> _To do_
Copy the material below verbatim, omitting the image.

Saved entries:
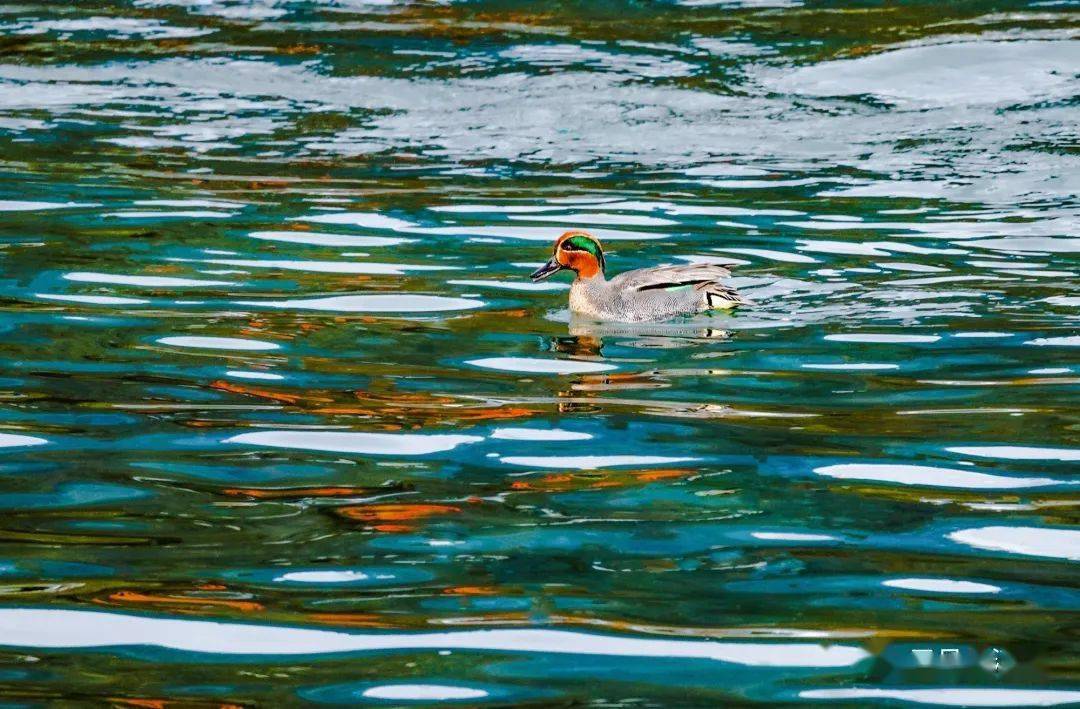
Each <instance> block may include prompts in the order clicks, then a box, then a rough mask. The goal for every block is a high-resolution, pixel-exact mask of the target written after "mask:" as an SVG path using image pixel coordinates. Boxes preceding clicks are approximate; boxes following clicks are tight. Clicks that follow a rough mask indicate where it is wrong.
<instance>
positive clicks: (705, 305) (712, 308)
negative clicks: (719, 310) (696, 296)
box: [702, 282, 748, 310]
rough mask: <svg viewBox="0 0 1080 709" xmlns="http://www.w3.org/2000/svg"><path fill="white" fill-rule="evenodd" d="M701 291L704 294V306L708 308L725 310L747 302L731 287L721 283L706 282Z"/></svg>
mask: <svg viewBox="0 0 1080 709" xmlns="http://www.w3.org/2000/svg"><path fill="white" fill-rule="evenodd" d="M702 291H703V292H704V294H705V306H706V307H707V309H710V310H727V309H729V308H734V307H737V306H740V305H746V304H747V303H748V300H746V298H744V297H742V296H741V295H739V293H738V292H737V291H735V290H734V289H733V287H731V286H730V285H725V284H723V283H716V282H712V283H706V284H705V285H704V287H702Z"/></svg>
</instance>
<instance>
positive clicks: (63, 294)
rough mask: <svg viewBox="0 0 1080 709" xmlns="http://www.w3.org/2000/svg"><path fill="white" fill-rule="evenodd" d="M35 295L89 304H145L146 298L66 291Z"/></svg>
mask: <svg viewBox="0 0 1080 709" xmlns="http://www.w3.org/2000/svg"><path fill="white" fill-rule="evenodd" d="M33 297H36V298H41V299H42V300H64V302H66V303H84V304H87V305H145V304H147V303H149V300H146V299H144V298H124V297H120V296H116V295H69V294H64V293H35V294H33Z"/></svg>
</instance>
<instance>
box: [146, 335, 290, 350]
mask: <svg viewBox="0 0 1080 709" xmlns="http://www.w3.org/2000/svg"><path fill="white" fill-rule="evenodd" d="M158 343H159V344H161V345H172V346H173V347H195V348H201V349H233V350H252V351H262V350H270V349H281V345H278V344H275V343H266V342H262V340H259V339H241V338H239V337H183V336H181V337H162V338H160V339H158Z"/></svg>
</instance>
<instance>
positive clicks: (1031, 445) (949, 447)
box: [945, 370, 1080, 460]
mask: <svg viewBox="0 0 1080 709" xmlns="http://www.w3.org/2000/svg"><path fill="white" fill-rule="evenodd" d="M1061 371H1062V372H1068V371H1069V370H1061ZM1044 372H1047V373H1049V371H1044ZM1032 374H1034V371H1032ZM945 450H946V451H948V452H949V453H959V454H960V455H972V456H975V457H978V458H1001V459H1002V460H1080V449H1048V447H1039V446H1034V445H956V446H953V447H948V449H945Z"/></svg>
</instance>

> _Answer to this exercise_
Each <instance> block may include prompts in the order clicks, then a box, then a rough mask. The goal for every block is a high-resolution, pixel-exact mask of the target written after "mask:" as an SVG path using image pixel coordinates. Boxes preceding clicks are approximate; boxes following clicks are tight. Clicks that follow a rough mask indicate where it is wrong.
<instance>
positive clicks: (705, 305) (712, 308)
negative clicks: (719, 310) (696, 296)
box: [702, 282, 748, 310]
rough mask: <svg viewBox="0 0 1080 709" xmlns="http://www.w3.org/2000/svg"><path fill="white" fill-rule="evenodd" d="M701 291L704 294V306L708 308L725 310L747 302L731 287L721 283L706 282Z"/></svg>
mask: <svg viewBox="0 0 1080 709" xmlns="http://www.w3.org/2000/svg"><path fill="white" fill-rule="evenodd" d="M702 291H703V292H704V294H705V306H706V307H707V309H710V310H727V309H729V308H734V307H737V306H740V305H746V304H747V303H748V300H746V298H744V297H742V296H741V295H739V293H738V292H737V291H735V290H734V289H733V287H731V286H730V285H725V284H723V283H716V282H712V283H706V284H705V285H704V287H702Z"/></svg>
</instance>
<instance>
positive clicks: (63, 294)
rough mask: <svg viewBox="0 0 1080 709" xmlns="http://www.w3.org/2000/svg"><path fill="white" fill-rule="evenodd" d="M35 295L89 304H145L146 298L66 291Z"/></svg>
mask: <svg viewBox="0 0 1080 709" xmlns="http://www.w3.org/2000/svg"><path fill="white" fill-rule="evenodd" d="M33 297H36V298H41V299H42V300H64V302H66V303H84V304H87V305H145V304H147V303H149V300H146V299H144V298H124V297H120V296H116V295H69V294H64V293H35V294H33Z"/></svg>
</instance>
<instance>
box: [146, 335, 290, 350]
mask: <svg viewBox="0 0 1080 709" xmlns="http://www.w3.org/2000/svg"><path fill="white" fill-rule="evenodd" d="M158 343H159V344H161V345H172V346H173V347H195V348H201V349H233V350H252V351H262V350H270V349H281V345H278V344H275V343H266V342H262V340H259V339H241V338H239V337H183V336H181V337H162V338H160V339H158Z"/></svg>
</instance>
<instance>
positive clicks: (1031, 445) (949, 447)
box: [945, 370, 1080, 460]
mask: <svg viewBox="0 0 1080 709" xmlns="http://www.w3.org/2000/svg"><path fill="white" fill-rule="evenodd" d="M1061 371H1062V372H1068V371H1069V370H1061ZM1044 372H1047V373H1049V371H1044ZM1032 374H1034V371H1032ZM945 450H946V451H948V452H949V453H959V454H960V455H972V456H975V457H978V458H1001V459H1002V460H1080V449H1048V447H1039V446H1034V445H956V446H953V447H948V449H945Z"/></svg>
</instance>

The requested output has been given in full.